Set problem:
Write out the items below word for word, starting with the line that contains "the bird with" and continuing through the last line of the items, with both ends included.

Exercise material:
________________

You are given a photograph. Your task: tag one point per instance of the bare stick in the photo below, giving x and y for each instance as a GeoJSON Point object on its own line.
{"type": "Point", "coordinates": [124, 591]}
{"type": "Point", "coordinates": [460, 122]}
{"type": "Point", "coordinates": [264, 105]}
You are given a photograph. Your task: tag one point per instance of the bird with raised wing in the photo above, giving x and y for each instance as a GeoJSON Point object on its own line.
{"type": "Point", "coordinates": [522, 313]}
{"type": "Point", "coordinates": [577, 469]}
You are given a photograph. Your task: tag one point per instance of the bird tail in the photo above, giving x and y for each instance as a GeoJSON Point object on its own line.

________________

Exercise response:
You are given a photograph. Your task: tag one point per instance of the bird with raised wing in the photo above, giving x and y for each instance as a GeoJSON Point object on its own line.
{"type": "Point", "coordinates": [522, 313]}
{"type": "Point", "coordinates": [577, 469]}
You are given a photograph. Your task: tag one point per instance of the bird tail in the photo above, giving x and y for each instance as a GeoJSON Point object on its own line.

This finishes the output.